Written exercise: Rewrite the rows from the line with "the grass patch" through the end of the rows, putting "central" wherever "innermost" appears and changing nothing else.

:: Excerpted data ::

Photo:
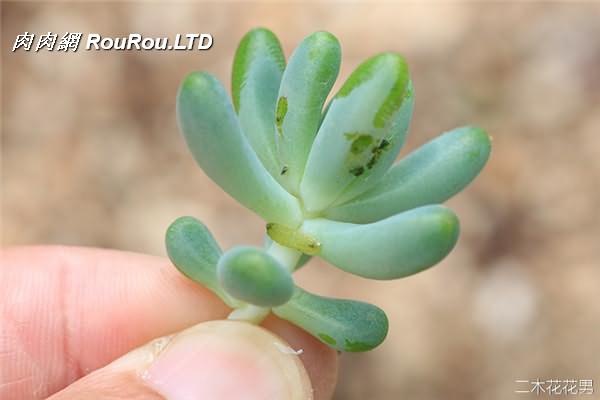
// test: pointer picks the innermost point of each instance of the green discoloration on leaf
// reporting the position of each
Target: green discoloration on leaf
(280, 114)
(377, 152)
(360, 142)
(259, 42)
(358, 77)
(327, 339)
(293, 238)
(357, 171)
(351, 346)
(396, 95)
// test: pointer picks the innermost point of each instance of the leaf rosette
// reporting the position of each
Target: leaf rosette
(322, 177)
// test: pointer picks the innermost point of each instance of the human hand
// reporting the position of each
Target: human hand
(71, 318)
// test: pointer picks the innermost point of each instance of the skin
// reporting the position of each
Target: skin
(66, 312)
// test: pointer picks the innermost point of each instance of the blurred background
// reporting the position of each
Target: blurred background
(91, 156)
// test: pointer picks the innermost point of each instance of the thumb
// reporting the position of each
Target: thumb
(213, 360)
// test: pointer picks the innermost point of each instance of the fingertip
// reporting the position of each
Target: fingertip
(320, 361)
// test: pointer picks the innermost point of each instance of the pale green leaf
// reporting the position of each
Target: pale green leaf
(215, 138)
(253, 276)
(361, 134)
(429, 175)
(195, 253)
(401, 245)
(345, 325)
(257, 69)
(307, 80)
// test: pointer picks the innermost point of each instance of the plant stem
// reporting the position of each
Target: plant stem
(288, 258)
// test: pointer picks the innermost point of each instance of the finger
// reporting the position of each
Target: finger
(68, 311)
(212, 360)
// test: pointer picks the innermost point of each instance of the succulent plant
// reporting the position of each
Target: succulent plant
(322, 178)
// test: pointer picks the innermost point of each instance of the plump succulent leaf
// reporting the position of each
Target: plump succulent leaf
(257, 69)
(195, 253)
(361, 134)
(307, 80)
(401, 245)
(215, 138)
(429, 175)
(345, 325)
(253, 276)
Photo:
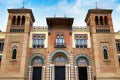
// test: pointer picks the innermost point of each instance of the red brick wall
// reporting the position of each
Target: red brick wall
(52, 39)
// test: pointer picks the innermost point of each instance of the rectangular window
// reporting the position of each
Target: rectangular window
(38, 40)
(81, 40)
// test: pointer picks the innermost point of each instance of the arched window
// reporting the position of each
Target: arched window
(106, 20)
(101, 20)
(23, 20)
(105, 52)
(13, 20)
(96, 20)
(18, 20)
(14, 52)
(82, 60)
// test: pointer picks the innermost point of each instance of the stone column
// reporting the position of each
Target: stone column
(29, 73)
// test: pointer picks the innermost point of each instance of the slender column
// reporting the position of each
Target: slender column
(90, 72)
(76, 73)
(29, 72)
(68, 72)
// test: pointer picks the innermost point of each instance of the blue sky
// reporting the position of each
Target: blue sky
(71, 8)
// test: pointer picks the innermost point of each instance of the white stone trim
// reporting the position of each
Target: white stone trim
(43, 73)
(29, 73)
(76, 76)
(90, 72)
(67, 72)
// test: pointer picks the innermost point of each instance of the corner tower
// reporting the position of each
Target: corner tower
(103, 44)
(15, 50)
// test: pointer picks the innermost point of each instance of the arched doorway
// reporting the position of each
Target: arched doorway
(82, 67)
(37, 67)
(59, 67)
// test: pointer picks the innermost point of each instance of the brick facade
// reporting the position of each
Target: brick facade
(65, 54)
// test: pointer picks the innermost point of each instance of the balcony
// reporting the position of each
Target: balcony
(60, 45)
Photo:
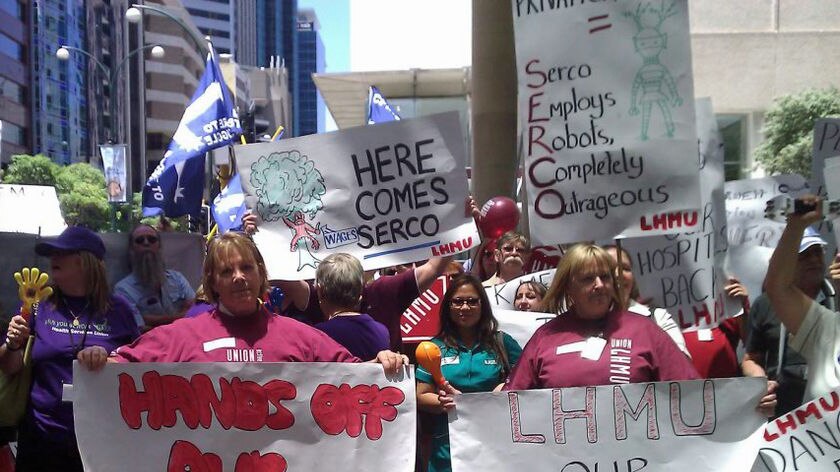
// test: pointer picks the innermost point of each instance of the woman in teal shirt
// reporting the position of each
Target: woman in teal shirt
(475, 357)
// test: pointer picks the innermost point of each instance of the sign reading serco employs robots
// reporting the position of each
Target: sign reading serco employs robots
(606, 107)
(388, 194)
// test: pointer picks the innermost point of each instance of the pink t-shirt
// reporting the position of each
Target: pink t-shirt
(216, 337)
(636, 350)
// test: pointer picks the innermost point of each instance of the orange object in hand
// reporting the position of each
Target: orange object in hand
(428, 356)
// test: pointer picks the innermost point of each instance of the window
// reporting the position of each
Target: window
(11, 48)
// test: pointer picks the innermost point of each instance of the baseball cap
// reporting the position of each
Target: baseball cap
(73, 239)
(810, 238)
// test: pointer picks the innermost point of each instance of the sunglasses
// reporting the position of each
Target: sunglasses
(150, 239)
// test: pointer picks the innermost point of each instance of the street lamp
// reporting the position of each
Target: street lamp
(111, 74)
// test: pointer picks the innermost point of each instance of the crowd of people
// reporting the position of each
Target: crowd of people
(347, 315)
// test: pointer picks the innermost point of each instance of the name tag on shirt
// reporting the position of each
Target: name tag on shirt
(594, 348)
(450, 360)
(220, 343)
(705, 335)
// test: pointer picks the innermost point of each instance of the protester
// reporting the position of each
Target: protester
(384, 299)
(339, 281)
(569, 351)
(476, 357)
(765, 355)
(81, 313)
(161, 295)
(815, 328)
(529, 296)
(629, 293)
(512, 252)
(234, 278)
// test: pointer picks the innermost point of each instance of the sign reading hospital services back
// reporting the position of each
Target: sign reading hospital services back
(388, 194)
(606, 108)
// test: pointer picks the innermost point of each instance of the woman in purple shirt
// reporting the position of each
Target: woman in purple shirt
(82, 312)
(339, 281)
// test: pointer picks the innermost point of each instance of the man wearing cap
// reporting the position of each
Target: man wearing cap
(161, 295)
(803, 306)
(768, 351)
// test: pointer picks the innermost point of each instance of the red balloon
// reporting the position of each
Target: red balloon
(498, 216)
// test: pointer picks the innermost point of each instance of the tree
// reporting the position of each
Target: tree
(31, 170)
(789, 130)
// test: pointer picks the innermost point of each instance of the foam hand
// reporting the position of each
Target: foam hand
(428, 356)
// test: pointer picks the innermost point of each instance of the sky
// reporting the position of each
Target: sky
(369, 35)
(365, 35)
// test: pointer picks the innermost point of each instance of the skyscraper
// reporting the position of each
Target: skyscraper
(309, 109)
(59, 88)
(14, 78)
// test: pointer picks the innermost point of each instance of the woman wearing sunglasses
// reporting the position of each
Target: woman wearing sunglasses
(475, 357)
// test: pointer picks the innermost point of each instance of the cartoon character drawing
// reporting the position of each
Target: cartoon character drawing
(289, 188)
(302, 229)
(653, 84)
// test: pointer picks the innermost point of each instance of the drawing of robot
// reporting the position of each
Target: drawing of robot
(653, 84)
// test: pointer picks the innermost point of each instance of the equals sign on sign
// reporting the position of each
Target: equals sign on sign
(595, 28)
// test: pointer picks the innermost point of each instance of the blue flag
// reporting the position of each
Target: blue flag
(229, 206)
(176, 186)
(378, 109)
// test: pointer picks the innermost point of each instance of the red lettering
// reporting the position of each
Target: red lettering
(345, 408)
(254, 462)
(186, 456)
(277, 390)
(150, 400)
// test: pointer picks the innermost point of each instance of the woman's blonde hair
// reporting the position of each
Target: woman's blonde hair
(97, 289)
(219, 251)
(573, 263)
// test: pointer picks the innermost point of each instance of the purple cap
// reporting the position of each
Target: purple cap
(73, 239)
(810, 238)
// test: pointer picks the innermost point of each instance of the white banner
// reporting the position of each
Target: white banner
(503, 295)
(804, 439)
(683, 273)
(606, 108)
(244, 417)
(30, 209)
(695, 426)
(388, 194)
(745, 203)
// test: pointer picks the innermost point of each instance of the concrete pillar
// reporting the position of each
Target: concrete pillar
(493, 100)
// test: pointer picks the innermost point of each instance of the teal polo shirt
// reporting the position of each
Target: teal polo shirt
(468, 370)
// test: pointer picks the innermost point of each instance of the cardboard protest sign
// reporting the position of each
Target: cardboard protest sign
(30, 209)
(804, 439)
(607, 115)
(421, 320)
(746, 200)
(503, 295)
(684, 273)
(244, 417)
(387, 194)
(703, 425)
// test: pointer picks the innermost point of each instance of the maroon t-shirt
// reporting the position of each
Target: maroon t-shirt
(216, 337)
(636, 350)
(384, 299)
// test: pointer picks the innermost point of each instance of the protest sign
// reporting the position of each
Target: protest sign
(804, 439)
(683, 273)
(30, 209)
(745, 203)
(388, 194)
(421, 320)
(703, 425)
(607, 115)
(826, 145)
(244, 417)
(503, 295)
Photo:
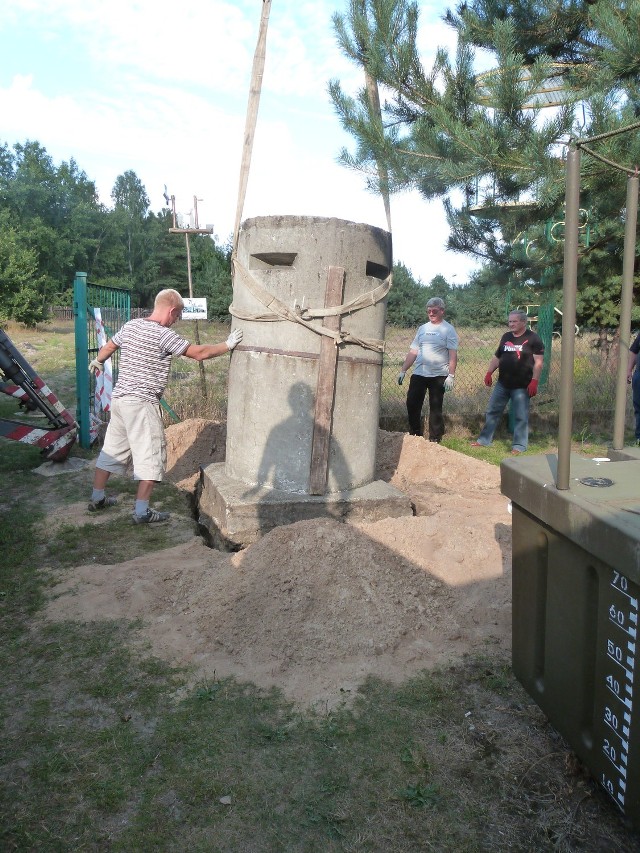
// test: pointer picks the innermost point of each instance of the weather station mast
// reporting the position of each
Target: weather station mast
(187, 228)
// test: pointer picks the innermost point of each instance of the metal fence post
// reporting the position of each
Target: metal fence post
(82, 347)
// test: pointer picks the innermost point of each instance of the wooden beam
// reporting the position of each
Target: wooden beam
(325, 388)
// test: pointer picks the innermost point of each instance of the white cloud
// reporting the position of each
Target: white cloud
(164, 93)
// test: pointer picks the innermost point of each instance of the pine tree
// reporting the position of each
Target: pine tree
(562, 69)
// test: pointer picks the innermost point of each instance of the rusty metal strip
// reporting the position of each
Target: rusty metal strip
(300, 354)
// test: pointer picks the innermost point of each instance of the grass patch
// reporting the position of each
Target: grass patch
(104, 746)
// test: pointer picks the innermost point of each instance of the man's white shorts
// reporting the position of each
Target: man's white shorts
(135, 433)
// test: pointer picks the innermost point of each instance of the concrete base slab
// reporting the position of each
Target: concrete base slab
(69, 466)
(236, 515)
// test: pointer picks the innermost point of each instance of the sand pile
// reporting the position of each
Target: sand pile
(315, 606)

:::

Finished answer:
// test: pointer picks the central point of each instance of the grass patch
// reporting the position of each
Target: grass patch
(104, 746)
// test: pointer picks the central point of each instance of the man's white shorts
// reporting the position of each
Target: man's white shorts
(135, 433)
// test: pointer picks the central point of each instance of the concrete base slab
// reporting the position of each
Target: concrete base slab
(69, 466)
(236, 515)
// test: pointer picks the central point of each instance of the sand pile
// reporting the position of each
Target: sand pile
(315, 606)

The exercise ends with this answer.